*Directive*:
Copy out every entry below with each "rough mask" swapped for "coarse mask", changing nothing else.

╭─ Listed records

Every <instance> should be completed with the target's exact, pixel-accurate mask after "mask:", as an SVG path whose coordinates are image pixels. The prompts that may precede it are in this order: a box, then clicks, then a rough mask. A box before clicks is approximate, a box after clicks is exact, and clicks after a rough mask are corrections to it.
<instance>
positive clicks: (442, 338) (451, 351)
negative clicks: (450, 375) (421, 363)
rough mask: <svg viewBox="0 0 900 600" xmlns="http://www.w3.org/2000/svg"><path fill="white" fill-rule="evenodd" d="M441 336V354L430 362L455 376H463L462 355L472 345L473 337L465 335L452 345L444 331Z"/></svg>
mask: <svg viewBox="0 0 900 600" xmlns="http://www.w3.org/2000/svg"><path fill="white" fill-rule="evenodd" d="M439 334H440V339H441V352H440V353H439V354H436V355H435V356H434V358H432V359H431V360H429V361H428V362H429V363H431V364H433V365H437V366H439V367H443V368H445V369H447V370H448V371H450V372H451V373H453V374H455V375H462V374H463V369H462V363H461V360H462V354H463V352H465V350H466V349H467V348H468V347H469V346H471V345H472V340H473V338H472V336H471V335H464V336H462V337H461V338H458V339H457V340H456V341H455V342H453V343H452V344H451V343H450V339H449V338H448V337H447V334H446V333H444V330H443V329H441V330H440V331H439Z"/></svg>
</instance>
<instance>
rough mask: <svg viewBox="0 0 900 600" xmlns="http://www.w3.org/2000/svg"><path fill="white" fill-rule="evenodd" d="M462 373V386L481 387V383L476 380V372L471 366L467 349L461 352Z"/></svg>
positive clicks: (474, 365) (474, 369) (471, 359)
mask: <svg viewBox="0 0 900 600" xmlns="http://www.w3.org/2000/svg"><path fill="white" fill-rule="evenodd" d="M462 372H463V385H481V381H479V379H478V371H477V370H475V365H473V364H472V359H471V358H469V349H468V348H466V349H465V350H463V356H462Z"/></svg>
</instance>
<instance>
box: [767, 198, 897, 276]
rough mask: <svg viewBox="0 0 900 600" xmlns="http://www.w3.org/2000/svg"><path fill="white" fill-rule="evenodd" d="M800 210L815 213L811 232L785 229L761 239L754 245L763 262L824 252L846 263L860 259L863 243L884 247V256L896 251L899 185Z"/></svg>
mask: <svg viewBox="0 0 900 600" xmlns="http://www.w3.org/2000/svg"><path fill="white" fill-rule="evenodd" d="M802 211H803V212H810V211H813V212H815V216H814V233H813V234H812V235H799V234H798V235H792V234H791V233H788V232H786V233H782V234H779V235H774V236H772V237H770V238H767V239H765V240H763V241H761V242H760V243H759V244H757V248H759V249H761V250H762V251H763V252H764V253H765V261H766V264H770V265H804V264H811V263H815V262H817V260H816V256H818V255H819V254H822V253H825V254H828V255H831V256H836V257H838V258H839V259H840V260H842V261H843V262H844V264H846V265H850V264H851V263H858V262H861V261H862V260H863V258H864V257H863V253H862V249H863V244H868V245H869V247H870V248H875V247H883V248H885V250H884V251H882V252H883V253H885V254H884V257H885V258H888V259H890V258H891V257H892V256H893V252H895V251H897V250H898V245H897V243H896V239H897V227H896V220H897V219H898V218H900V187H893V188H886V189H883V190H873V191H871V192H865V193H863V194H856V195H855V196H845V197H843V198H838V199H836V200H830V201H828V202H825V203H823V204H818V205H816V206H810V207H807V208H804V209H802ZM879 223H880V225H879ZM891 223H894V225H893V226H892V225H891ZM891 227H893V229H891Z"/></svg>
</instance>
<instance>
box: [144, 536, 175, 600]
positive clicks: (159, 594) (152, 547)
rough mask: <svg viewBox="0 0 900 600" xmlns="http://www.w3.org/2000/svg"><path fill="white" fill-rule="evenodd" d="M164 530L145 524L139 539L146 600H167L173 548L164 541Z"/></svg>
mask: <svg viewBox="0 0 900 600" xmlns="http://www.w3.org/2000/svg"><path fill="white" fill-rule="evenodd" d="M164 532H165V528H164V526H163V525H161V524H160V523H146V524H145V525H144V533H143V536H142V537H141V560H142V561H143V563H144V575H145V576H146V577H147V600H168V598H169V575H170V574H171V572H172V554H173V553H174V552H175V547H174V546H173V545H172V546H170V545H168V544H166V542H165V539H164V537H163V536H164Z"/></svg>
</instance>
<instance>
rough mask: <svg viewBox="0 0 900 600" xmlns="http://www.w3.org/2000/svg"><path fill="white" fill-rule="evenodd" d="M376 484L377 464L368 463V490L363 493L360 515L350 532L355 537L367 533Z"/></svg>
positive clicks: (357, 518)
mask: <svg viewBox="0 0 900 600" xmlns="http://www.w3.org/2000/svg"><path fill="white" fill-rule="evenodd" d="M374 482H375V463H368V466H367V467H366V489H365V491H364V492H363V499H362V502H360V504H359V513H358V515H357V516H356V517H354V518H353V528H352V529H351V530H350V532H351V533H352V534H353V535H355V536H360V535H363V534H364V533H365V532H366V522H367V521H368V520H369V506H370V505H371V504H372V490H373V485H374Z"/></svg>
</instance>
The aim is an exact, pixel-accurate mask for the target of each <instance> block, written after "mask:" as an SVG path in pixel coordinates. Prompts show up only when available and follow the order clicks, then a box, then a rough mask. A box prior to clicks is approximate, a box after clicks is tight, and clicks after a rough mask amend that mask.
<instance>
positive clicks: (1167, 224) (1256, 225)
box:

╰─

*Answer box*:
Every <instance> should be completed with the target's exact, pixel-accurate mask after "mask:", as an SVG path whose coordinates are image pixels. The prompts that may precede it are in this order: a box, then clicks, then a coarse mask. A box before clicks is approximate, a box after clicks is exact, and clicks after a coarse mask are corrections to it.
<instance>
positive clicks: (442, 338) (451, 351)
negative clicks: (450, 375) (421, 363)
coarse mask: <svg viewBox="0 0 900 600" xmlns="http://www.w3.org/2000/svg"><path fill="white" fill-rule="evenodd" d="M441 336V354L430 362L455 376H463L462 355L472 345L473 337L465 335L452 345L444 331Z"/></svg>
mask: <svg viewBox="0 0 900 600" xmlns="http://www.w3.org/2000/svg"><path fill="white" fill-rule="evenodd" d="M439 334H440V339H441V352H440V353H439V354H436V355H435V356H434V358H432V359H431V360H429V361H428V362H429V363H431V364H433V365H437V366H439V367H443V368H445V369H447V370H448V371H450V372H451V373H453V374H455V375H462V374H463V369H462V363H461V360H462V354H463V352H465V350H466V349H467V348H468V347H469V346H471V345H472V340H473V338H472V336H471V335H464V336H462V337H461V338H458V339H457V340H456V341H455V342H453V343H452V344H451V343H450V339H449V338H448V337H447V334H446V333H444V330H443V329H441V330H440V331H439Z"/></svg>
</instance>
<instance>
coarse mask: <svg viewBox="0 0 900 600" xmlns="http://www.w3.org/2000/svg"><path fill="white" fill-rule="evenodd" d="M462 373V386L481 387V383L476 380V372L471 366L467 349L461 352Z"/></svg>
positive clicks: (474, 365) (474, 369) (471, 359)
mask: <svg viewBox="0 0 900 600" xmlns="http://www.w3.org/2000/svg"><path fill="white" fill-rule="evenodd" d="M462 372H463V385H481V381H479V379H478V371H477V370H475V365H473V364H472V359H471V358H469V349H468V348H466V349H465V350H463V356H462Z"/></svg>
</instance>
<instance>
box: [767, 198, 897, 276]
coarse mask: <svg viewBox="0 0 900 600" xmlns="http://www.w3.org/2000/svg"><path fill="white" fill-rule="evenodd" d="M800 210L815 213L811 232L785 229L761 239L754 245L763 262L824 252L846 263L860 259L863 243L884 247V256L896 251L899 185Z"/></svg>
mask: <svg viewBox="0 0 900 600" xmlns="http://www.w3.org/2000/svg"><path fill="white" fill-rule="evenodd" d="M802 211H803V212H810V211H813V212H815V216H814V233H813V234H812V235H799V234H798V235H792V234H791V233H788V232H786V233H782V234H779V235H774V236H772V237H770V238H767V239H765V240H763V241H761V242H760V243H759V244H757V248H759V249H761V250H762V251H763V252H764V253H765V261H766V264H770V265H804V264H811V263H815V262H817V260H816V256H818V255H819V254H822V253H825V254H828V255H831V256H836V257H838V258H839V259H840V260H842V261H843V262H844V264H846V265H850V264H851V263H858V262H861V261H862V260H863V258H864V257H863V253H862V249H863V244H868V245H869V247H870V248H875V247H883V248H885V250H884V251H882V252H883V253H885V254H884V257H885V258H888V259H890V258H891V257H892V256H893V252H895V251H897V250H898V245H897V243H896V239H897V227H896V220H897V219H898V218H900V187H893V188H886V189H883V190H873V191H871V192H865V193H863V194H856V195H855V196H845V197H843V198H838V199H836V200H830V201H828V202H825V203H823V204H818V205H816V206H810V207H807V208H804V209H802ZM879 223H880V225H879ZM891 223H894V225H893V226H892V225H891ZM891 227H893V229H891Z"/></svg>
</instance>
<instance>
box: [144, 536, 175, 600]
positive clicks: (159, 594) (152, 547)
coarse mask: <svg viewBox="0 0 900 600" xmlns="http://www.w3.org/2000/svg"><path fill="white" fill-rule="evenodd" d="M164 530L145 524L139 539L146 600H167L173 548L164 541Z"/></svg>
mask: <svg viewBox="0 0 900 600" xmlns="http://www.w3.org/2000/svg"><path fill="white" fill-rule="evenodd" d="M164 532H165V528H164V526H163V525H161V524H160V523H146V524H145V525H144V533H143V536H142V537H141V560H142V561H143V563H144V575H145V576H146V577H147V600H168V598H169V575H170V574H171V572H172V554H173V553H174V552H175V547H174V546H173V545H172V546H170V545H168V544H166V542H165V539H164V537H163V536H164Z"/></svg>
</instance>
<instance>
coarse mask: <svg viewBox="0 0 900 600" xmlns="http://www.w3.org/2000/svg"><path fill="white" fill-rule="evenodd" d="M376 484L377 464L368 463V490L363 493L360 515L350 532L355 537L367 533Z"/></svg>
positive clicks: (357, 518)
mask: <svg viewBox="0 0 900 600" xmlns="http://www.w3.org/2000/svg"><path fill="white" fill-rule="evenodd" d="M374 482H375V463H368V466H367V467H366V489H365V491H364V492H363V499H362V502H360V504H359V513H358V515H357V516H356V517H354V518H353V528H352V529H351V530H350V532H351V533H352V534H353V535H355V536H360V535H363V534H364V533H365V532H366V522H367V521H368V520H369V506H370V505H371V504H372V490H373V485H374Z"/></svg>
</instance>
The aim is an exact, pixel-accurate mask for the target of each <instance> block, written after "mask:" as an SVG path in pixel coordinates. Prompts show up only when available and follow the order clicks, then a box, then a coarse mask. A box prior to clicks is approximate, a box after clicks is tight, and clicks after a coarse mask amend that mask.
<instance>
positive clicks: (1167, 224) (1256, 225)
box:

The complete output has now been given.